▶ [SOURCE PASSAGE]
=== Section Start ===

Only this time, darlin’, could you please remember to put the lube and the sexy toys away after we use them and not toss them onto the chair beside the bed?
I’m really tired of trying to explain why there is a penis shaped vibrating toy beside our bed. I think the kids are onto us and aren’t buying the whole “they are for Daddy’s bad back” explanation.
Just so you know.
As for all of you, my sincerest apologies for being a slack ass these last couple of weeks. Stay with me and I promise I’ll have my funny back before you can say ‘vibrating back massager.’
I know, I suck. Or at least, tonight my husband hopes I will.
Wink.






Will
No apologies necessary, T. Life gets in the way, the laughter fades, and gloom sets in. But it isn’t everlasting. You just got to keep slogging along and have solace in the fact that there are people out here that care about you.
BackpackingDad
Are you funny?
Hunh. I never noticed. I just come here for the picture of the dog.
Lori in Denver
Even when you’re not funny, you’re funny.

=== Section End ===

▶ [Dataset records]

=== Section Start ===

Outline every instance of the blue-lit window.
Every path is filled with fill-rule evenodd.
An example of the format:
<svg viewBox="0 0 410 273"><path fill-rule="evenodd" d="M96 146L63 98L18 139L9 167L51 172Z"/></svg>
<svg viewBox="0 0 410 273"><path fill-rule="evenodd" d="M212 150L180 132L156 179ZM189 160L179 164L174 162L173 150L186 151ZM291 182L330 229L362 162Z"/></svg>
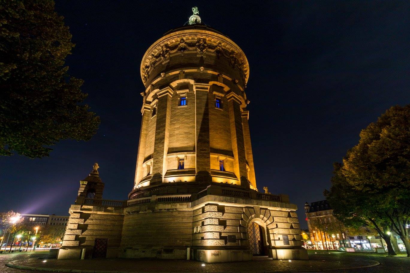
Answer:
<svg viewBox="0 0 410 273"><path fill-rule="evenodd" d="M219 170L223 171L225 170L225 167L223 165L223 160L219 160Z"/></svg>
<svg viewBox="0 0 410 273"><path fill-rule="evenodd" d="M183 170L184 169L184 163L185 160L184 160L184 158L179 158L178 159L178 169L179 170Z"/></svg>
<svg viewBox="0 0 410 273"><path fill-rule="evenodd" d="M222 106L221 103L221 99L216 99L215 100L215 107L216 108L221 108Z"/></svg>
<svg viewBox="0 0 410 273"><path fill-rule="evenodd" d="M180 99L180 106L182 106L187 105L187 97L181 97Z"/></svg>

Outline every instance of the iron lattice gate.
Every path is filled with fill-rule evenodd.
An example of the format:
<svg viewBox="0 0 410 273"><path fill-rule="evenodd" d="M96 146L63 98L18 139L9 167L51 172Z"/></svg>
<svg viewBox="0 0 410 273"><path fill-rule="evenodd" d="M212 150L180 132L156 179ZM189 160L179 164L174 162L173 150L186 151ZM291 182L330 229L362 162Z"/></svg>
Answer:
<svg viewBox="0 0 410 273"><path fill-rule="evenodd" d="M94 242L93 258L105 258L108 239L96 239Z"/></svg>
<svg viewBox="0 0 410 273"><path fill-rule="evenodd" d="M249 237L249 245L253 255L263 255L263 241L261 227L254 222L248 230Z"/></svg>

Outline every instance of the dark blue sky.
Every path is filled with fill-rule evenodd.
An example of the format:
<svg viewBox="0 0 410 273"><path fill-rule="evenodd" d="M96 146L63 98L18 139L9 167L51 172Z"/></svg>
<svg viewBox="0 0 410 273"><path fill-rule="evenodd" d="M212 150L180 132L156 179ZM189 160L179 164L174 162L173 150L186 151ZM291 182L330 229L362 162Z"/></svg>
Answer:
<svg viewBox="0 0 410 273"><path fill-rule="evenodd" d="M57 1L76 44L66 63L101 118L88 142L49 158L0 157L0 210L68 215L98 162L104 198L133 183L146 50L197 6L205 24L243 50L257 183L299 208L324 199L332 164L387 109L410 103L408 1Z"/></svg>

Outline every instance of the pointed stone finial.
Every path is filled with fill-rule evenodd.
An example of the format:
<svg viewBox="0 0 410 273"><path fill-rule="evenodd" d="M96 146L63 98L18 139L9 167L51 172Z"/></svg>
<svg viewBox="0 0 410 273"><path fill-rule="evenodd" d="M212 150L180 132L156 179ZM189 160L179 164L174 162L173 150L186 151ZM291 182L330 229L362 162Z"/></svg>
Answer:
<svg viewBox="0 0 410 273"><path fill-rule="evenodd" d="M98 168L100 166L98 166L98 163L96 162L94 163L94 165L93 165L93 172L96 174L98 173Z"/></svg>

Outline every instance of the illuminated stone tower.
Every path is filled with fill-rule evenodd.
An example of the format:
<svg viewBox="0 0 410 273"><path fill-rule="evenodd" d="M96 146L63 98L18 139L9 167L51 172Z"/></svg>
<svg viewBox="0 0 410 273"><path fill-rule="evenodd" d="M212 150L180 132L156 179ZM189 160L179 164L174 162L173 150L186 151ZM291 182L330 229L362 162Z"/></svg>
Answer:
<svg viewBox="0 0 410 273"><path fill-rule="evenodd" d="M239 47L205 25L188 24L154 43L141 68L146 90L130 197L169 183L256 189L244 92L249 65Z"/></svg>
<svg viewBox="0 0 410 273"><path fill-rule="evenodd" d="M59 259L307 259L296 205L256 187L246 57L193 11L142 59L142 120L128 200L101 199L102 187L83 198L81 181Z"/></svg>
<svg viewBox="0 0 410 273"><path fill-rule="evenodd" d="M137 205L124 211L122 257L183 258L187 250L208 262L307 258L296 206L287 196L257 191L246 56L193 11L142 59L146 89L128 196Z"/></svg>

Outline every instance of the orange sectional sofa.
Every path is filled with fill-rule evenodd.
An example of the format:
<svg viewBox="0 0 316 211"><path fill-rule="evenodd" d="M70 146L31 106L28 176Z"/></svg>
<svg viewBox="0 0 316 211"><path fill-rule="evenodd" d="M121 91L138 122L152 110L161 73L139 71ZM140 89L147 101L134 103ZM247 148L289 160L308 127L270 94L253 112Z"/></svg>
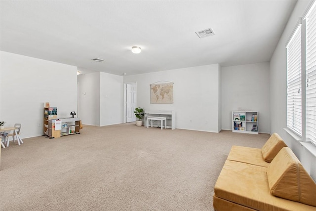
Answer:
<svg viewBox="0 0 316 211"><path fill-rule="evenodd" d="M215 211L316 211L316 183L274 133L261 149L232 147L215 184L213 207Z"/></svg>

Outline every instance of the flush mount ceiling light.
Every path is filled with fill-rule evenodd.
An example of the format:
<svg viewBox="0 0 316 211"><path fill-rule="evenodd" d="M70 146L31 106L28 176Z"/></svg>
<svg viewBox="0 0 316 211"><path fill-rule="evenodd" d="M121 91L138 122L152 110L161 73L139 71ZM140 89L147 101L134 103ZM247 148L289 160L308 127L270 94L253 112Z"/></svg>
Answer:
<svg viewBox="0 0 316 211"><path fill-rule="evenodd" d="M95 59L91 59L91 60L94 61L95 62L103 62L103 61L104 61L103 59L99 59L98 58L96 58Z"/></svg>
<svg viewBox="0 0 316 211"><path fill-rule="evenodd" d="M140 48L140 47L138 47L137 46L133 46L132 47L132 52L134 53L139 53L142 50Z"/></svg>
<svg viewBox="0 0 316 211"><path fill-rule="evenodd" d="M204 30L200 31L199 32L196 32L196 34L200 38L204 38L206 37L211 36L212 35L215 35L214 30L213 30L213 29L211 28L204 29Z"/></svg>

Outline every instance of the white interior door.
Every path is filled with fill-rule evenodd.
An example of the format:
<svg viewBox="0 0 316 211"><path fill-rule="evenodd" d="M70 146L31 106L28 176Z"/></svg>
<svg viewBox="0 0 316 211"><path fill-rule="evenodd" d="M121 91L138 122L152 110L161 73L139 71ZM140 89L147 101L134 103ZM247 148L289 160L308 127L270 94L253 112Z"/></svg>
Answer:
<svg viewBox="0 0 316 211"><path fill-rule="evenodd" d="M134 113L136 107L136 84L126 84L126 123L136 121Z"/></svg>

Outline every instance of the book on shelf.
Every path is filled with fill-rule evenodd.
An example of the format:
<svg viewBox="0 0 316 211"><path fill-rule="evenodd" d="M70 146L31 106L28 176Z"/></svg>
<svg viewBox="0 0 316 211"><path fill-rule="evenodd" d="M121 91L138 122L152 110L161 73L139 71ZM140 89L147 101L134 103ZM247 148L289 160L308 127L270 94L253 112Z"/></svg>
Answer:
<svg viewBox="0 0 316 211"><path fill-rule="evenodd" d="M258 131L258 126L257 125L253 125L252 126L252 129L251 131L253 132L257 132Z"/></svg>
<svg viewBox="0 0 316 211"><path fill-rule="evenodd" d="M256 114L253 114L251 117L251 122L257 122L257 119L258 118L258 115Z"/></svg>
<svg viewBox="0 0 316 211"><path fill-rule="evenodd" d="M242 127L242 123L241 123L241 122L234 122L234 127Z"/></svg>

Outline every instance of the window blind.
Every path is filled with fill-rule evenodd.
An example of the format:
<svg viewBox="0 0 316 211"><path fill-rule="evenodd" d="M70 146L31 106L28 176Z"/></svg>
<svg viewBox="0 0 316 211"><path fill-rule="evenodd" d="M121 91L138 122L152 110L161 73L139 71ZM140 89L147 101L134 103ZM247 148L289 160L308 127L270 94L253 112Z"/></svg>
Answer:
<svg viewBox="0 0 316 211"><path fill-rule="evenodd" d="M302 136L302 57L300 24L287 46L287 125Z"/></svg>
<svg viewBox="0 0 316 211"><path fill-rule="evenodd" d="M316 145L316 9L315 3L306 21L306 139Z"/></svg>

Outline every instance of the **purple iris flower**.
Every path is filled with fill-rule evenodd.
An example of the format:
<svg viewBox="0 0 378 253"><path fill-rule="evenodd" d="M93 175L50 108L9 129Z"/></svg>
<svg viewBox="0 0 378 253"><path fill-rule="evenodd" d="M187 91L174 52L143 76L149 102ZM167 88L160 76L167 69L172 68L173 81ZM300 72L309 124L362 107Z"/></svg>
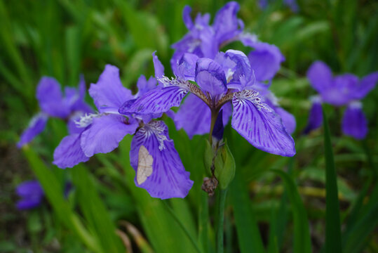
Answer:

=== Section End ===

▶ [EXERCISE DIRECTIONS]
Answer these questions from the source passage:
1. What explanation for the toy does the writer say the kids aren't buying?
2. According to Will, what can the writer take solace in?
3. What does BackpackingDad say he comes to the page for?

▶ [RESPONSE FOR THIS EXERCISE]
1. That they are for Daddy's bad back.
2. The fact that there are people out there who care about the writer.
3. The picture of the dog.